AIM OF THE TASK
Beginning at the line with "If you could place a marker on the larva", output each line to the end of the listing below exactly, please.

Named-object pointing records
******
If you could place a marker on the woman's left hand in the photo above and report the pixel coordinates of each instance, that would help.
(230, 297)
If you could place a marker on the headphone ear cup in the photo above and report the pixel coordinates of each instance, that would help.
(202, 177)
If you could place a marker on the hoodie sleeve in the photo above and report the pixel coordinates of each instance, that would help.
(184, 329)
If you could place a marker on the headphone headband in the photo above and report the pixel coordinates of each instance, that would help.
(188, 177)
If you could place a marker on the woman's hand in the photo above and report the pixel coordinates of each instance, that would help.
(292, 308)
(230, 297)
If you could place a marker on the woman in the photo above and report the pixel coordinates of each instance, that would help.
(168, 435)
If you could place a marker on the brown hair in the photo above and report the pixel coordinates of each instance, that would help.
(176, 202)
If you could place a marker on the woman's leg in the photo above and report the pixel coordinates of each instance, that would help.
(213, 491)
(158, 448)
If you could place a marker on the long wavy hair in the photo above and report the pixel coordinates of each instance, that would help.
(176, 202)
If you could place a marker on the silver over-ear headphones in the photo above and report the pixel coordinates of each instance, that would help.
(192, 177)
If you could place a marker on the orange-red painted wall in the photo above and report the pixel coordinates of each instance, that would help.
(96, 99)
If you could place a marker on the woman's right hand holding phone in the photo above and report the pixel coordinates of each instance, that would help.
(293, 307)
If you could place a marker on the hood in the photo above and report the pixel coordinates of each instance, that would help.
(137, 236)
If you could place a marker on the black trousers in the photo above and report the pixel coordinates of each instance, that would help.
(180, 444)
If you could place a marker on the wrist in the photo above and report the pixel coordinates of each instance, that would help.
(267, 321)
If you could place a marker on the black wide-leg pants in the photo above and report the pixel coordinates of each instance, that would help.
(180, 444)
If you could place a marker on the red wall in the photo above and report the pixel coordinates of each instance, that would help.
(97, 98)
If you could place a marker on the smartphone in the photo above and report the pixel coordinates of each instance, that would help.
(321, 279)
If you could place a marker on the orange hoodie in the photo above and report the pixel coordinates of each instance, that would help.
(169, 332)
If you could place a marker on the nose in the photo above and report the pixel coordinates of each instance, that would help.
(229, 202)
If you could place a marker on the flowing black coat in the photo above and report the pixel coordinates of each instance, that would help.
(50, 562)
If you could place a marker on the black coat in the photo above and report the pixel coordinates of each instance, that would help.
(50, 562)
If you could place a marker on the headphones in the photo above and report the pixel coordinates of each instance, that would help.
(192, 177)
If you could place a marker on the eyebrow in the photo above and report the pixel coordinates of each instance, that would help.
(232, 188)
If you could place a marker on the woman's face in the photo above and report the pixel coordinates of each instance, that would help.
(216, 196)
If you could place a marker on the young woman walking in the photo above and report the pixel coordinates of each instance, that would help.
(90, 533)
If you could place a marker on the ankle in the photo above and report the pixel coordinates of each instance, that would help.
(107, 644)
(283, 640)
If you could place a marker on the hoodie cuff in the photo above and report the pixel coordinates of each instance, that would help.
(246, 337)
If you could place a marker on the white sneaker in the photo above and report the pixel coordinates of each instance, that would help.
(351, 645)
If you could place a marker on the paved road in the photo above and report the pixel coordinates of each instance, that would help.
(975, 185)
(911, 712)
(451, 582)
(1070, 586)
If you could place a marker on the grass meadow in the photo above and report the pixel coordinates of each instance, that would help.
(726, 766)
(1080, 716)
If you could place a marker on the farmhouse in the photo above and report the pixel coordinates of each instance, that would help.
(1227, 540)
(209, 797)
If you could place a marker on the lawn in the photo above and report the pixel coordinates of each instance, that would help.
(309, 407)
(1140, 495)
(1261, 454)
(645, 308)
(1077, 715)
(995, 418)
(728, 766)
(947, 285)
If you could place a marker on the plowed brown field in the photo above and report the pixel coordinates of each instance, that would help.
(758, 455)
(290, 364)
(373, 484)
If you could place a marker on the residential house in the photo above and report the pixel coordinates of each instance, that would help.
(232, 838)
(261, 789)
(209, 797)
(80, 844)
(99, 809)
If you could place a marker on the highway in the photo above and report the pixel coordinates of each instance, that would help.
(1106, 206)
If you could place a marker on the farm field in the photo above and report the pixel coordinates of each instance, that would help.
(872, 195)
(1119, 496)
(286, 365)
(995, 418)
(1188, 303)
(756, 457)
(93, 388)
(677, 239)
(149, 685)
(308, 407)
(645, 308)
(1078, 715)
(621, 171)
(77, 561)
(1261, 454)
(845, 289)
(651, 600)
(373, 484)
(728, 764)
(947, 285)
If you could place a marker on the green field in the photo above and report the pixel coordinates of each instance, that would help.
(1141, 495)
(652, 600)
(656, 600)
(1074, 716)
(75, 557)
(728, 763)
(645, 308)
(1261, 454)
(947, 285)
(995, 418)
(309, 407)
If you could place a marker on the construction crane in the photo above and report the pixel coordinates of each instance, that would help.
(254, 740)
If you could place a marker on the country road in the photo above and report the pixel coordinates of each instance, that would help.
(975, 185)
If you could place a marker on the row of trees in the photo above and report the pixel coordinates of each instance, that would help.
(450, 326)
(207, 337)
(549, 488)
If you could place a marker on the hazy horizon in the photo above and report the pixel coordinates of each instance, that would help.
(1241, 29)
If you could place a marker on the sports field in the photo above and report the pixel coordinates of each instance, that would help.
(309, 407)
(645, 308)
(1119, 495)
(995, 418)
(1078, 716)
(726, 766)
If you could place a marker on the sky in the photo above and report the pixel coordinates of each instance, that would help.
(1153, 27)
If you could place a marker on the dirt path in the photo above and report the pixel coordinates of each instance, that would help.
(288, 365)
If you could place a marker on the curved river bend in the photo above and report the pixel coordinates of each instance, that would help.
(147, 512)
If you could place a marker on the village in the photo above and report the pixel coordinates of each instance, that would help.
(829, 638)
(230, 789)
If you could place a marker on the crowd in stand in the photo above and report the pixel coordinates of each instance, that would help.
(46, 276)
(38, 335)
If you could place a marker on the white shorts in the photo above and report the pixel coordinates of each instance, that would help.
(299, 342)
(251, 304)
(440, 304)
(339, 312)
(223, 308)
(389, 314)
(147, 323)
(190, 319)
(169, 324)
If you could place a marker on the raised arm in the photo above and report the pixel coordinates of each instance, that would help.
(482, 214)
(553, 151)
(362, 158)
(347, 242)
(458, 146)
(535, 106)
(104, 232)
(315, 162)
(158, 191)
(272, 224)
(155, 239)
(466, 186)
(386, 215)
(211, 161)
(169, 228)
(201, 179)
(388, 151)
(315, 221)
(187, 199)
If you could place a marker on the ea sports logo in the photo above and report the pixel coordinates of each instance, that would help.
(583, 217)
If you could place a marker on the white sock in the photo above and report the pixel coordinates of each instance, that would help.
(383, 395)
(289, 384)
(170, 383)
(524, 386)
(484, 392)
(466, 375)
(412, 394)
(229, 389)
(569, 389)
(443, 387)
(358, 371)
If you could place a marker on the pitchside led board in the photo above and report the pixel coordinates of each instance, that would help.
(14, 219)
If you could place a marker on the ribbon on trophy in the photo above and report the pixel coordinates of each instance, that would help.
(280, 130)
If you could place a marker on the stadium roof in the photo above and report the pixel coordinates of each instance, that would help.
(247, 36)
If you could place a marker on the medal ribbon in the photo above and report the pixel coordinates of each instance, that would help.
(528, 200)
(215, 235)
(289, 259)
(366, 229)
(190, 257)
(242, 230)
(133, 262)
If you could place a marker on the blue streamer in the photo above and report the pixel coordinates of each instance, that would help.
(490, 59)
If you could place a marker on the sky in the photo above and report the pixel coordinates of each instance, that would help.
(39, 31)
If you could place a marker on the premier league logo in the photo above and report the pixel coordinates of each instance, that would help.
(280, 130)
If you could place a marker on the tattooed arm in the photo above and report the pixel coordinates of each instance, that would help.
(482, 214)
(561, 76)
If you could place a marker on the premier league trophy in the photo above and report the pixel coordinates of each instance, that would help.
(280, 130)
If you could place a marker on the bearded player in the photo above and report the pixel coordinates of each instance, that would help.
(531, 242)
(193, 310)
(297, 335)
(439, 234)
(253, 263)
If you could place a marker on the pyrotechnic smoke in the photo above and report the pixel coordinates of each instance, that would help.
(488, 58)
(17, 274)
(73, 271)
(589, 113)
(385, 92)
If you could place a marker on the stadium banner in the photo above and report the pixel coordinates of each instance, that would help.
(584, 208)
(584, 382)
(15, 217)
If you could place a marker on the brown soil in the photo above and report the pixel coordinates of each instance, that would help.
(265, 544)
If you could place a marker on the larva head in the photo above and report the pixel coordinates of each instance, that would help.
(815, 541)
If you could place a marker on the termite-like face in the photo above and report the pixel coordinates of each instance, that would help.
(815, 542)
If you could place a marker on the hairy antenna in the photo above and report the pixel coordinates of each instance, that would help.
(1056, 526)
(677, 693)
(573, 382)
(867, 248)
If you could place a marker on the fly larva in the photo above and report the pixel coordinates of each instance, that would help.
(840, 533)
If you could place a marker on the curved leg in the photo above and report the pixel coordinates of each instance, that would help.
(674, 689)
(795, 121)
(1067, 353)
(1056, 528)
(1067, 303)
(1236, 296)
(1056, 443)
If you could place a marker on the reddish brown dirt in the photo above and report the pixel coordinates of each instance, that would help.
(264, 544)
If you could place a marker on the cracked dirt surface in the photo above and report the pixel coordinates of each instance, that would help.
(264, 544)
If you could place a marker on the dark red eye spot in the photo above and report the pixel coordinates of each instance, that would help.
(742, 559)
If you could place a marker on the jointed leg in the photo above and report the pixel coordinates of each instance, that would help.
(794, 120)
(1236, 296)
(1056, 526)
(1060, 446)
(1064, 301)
******
WRITTEN SOLUTION
If you could place a marker on the larva head in the photo above and report the pixel coordinates of each instance, that would help.
(815, 541)
If you could place a marker on the termite-like face in the photo above and report the pixel coordinates of each instance, that would help.
(815, 542)
If you could place a marker on the hairy antenna in the photo above and report the pixel coordinates of each instance, that would help.
(1056, 526)
(677, 693)
(573, 382)
(867, 248)
If you could place a marker on the fly larva in the photo above and report the pixel coordinates of each instance, that would help.
(840, 533)
If you could place a marker on the curved leg in the photo above and report the pixel coordinates of each instance, that would help.
(674, 689)
(795, 121)
(1067, 353)
(1056, 528)
(1067, 303)
(1236, 296)
(1056, 443)
If you could place a marker on the reddish brown dirt in the photo above and report the pixel coordinates of each instance, that would help.
(264, 544)
If you could place a marker on the cracked dirt surface in the photo above and report the pixel coordinates of each instance, that would help.
(264, 544)
If you could place a marker on the dark red eye spot in the photo above and report the pixel coordinates of each instance, that would help.
(742, 559)
If you could place a marker on the jointed leg in the photo above and report the pixel coordinates of each instance, that would help.
(794, 120)
(1236, 296)
(1056, 526)
(1060, 446)
(1064, 301)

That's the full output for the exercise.